[START OF Records for the task]
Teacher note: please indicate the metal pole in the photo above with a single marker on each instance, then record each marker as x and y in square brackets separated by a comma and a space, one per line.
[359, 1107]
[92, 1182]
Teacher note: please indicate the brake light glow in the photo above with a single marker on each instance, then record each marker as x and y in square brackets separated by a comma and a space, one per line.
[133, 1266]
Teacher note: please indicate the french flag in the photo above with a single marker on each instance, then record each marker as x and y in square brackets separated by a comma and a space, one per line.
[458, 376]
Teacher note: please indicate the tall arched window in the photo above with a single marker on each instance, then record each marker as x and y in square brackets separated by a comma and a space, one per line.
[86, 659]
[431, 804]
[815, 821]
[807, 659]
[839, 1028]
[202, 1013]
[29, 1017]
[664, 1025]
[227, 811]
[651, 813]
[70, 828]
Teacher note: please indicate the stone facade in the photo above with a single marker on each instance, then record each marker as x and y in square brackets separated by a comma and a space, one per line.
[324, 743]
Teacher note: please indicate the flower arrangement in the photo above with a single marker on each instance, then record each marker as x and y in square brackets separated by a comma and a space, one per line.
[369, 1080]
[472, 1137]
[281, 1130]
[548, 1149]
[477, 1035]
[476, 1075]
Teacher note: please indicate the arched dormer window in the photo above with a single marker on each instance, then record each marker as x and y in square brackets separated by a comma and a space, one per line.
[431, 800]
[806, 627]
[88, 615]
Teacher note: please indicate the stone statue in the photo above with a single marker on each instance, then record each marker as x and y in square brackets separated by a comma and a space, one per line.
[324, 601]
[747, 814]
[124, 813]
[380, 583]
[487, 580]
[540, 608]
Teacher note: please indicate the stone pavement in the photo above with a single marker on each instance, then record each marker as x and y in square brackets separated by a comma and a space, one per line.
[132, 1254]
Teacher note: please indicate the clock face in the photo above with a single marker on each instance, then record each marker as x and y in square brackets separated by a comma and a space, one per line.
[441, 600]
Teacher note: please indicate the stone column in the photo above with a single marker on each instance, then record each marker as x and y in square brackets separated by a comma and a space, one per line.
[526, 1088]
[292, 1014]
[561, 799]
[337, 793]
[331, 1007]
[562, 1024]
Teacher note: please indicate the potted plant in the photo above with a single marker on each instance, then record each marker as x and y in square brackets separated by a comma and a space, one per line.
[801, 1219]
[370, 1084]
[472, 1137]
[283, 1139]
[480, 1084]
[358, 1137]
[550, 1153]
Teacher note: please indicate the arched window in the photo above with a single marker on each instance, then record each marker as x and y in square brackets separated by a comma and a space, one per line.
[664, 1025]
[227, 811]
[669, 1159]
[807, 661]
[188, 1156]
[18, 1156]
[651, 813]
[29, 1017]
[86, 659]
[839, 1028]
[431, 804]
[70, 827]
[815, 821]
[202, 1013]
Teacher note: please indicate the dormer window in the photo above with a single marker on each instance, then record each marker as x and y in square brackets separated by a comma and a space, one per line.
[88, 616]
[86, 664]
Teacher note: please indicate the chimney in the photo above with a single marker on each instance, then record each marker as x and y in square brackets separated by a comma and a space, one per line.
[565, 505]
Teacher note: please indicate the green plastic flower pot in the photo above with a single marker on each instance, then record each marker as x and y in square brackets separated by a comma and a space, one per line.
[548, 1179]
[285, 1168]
[END OF Records for the task]
Put all of the lines above into a Markdown table with two columns, Number and Text. Give each line its own row and leave out any blank lines.

Answer to this problem:
| Number | Text |
|---|---|
| 1 | Teacher note: please indicate the metal pole in the photo above with a single marker on each instance, then record each marker as x and y in square brackets separated by a comma and a space, one per line. |
| 2 | [359, 1107] |
| 3 | [92, 1182] |
| 4 | Teacher note: please indicate the brake light glow in the photo above with a single marker on each instance, then record each marker as x and y in square brackets separated by a comma and a space, one per line. |
| 5 | [133, 1266] |
| 6 | Teacher note: please indicate the french flag in the photo above with a single marker on each instance, then record each marker as x and y in square brackets separated by a comma and a space, one per line. |
| 7 | [458, 376] |
| 8 | Teacher note: please indicate the tall arched window in the photo above with a single marker on each instance, then record each marker as x and y in square brackets separated by a comma and a space, one per line. |
| 9 | [86, 659] |
| 10 | [431, 804] |
| 11 | [815, 821] |
| 12 | [807, 659] |
| 13 | [839, 1028] |
| 14 | [202, 1013] |
| 15 | [29, 1017] |
| 16 | [664, 1025] |
| 17 | [227, 811] |
| 18 | [651, 813] |
| 19 | [70, 828] |
| 20 | Teacher note: please indicate the stone facade in the photo above with a single marker on each instance, then record each marker as x and y in square brackets separated by a comma and a space, one per line. |
| 21 | [324, 743] |
| 22 | Teacher note: please indicate the flower arrangement in the photo above with a single marker on each instance, then record each marker as x and y in square brackets separated by a comma and a space, one per line. |
| 23 | [369, 1080] |
| 24 | [472, 1137] |
| 25 | [281, 1130] |
| 26 | [548, 1149] |
| 27 | [477, 1035] |
| 28 | [476, 1075] |
| 29 | Teacher note: please indicate the arched dormer window in the photo above with a single marker on each instance, then record each marker as x and y in square brackets separated by a comma and a space, one per line. |
| 30 | [431, 800] |
| 31 | [806, 627] |
| 32 | [88, 615] |
| 33 | Teacher note: please indicate the stone statue in the photo above with a single marker on each instance, then record each marker as x and y in square brackets separated by a comma and a space, one per line. |
| 34 | [324, 601] |
| 35 | [747, 814] |
| 36 | [124, 813] |
| 37 | [380, 583] |
| 38 | [487, 580] |
| 39 | [540, 608] |
| 40 | Teacher note: please indicate the stone pavement in the photo above with a single marker on each instance, then record each marker as x and y in square brackets separated by a comma and a space, one per line. |
| 41 | [132, 1254] |
| 42 | Teacher note: please indicate the clock face in the photo above with a single marker on each instance, then record each marker as x and y in square brackets separated by a comma and a space, one per line. |
| 43 | [441, 600] |
| 44 | Teacher note: please indicate the stone column in the photo above with a single marker on each instance, then record each marker as x and y in square brackets separated by a comma and a space, one per line. |
| 45 | [526, 1088] |
| 46 | [292, 1014] |
| 47 | [561, 799] |
| 48 | [337, 793] |
| 49 | [331, 1007] |
| 50 | [562, 1024] |
| 51 | Teacher note: please indicate the potted plant in the photo above with a single marker on each instance, then record each marker as x and y in square brackets separated by a comma and a space, one per line. |
| 52 | [801, 1219] |
| 53 | [370, 1084] |
| 54 | [472, 1137] |
| 55 | [283, 1139] |
| 56 | [480, 1084] |
| 57 | [358, 1137] |
| 58 | [550, 1153] |
| 59 | Teacher note: please indicate the arched window in the photo above with a single marker on each instance, then record each marker as x and y in square brackets separated by a comma and a space, one per line. |
| 60 | [664, 1025] |
| 61 | [227, 811] |
| 62 | [669, 1159] |
| 63 | [807, 661] |
| 64 | [188, 1156] |
| 65 | [18, 1156] |
| 66 | [651, 813] |
| 67 | [29, 1017] |
| 68 | [86, 659] |
| 69 | [839, 1028] |
| 70 | [431, 804] |
| 71 | [70, 827] |
| 72 | [815, 821] |
| 73 | [202, 1013] |
| 74 | Teacher note: please indicate the dormer window in the photo above with a single marker on each instance, then record each marker as x and y in square brackets separated by a comma and a space, one per line. |
| 75 | [88, 616] |
| 76 | [86, 664] |
| 77 | Teacher note: please indicate the chimney in the photo above with a single marker on each instance, then record each marker as x and y in square brackets separated by a comma and a space, one per line. |
| 78 | [565, 505] |
| 79 | Teacher note: please indicate the green plastic flower pot in the photo above with a single marker on each instance, then record each marker as x and y in square brackets separated by a comma and a space, one per line. |
| 80 | [548, 1179] |
| 81 | [285, 1168] |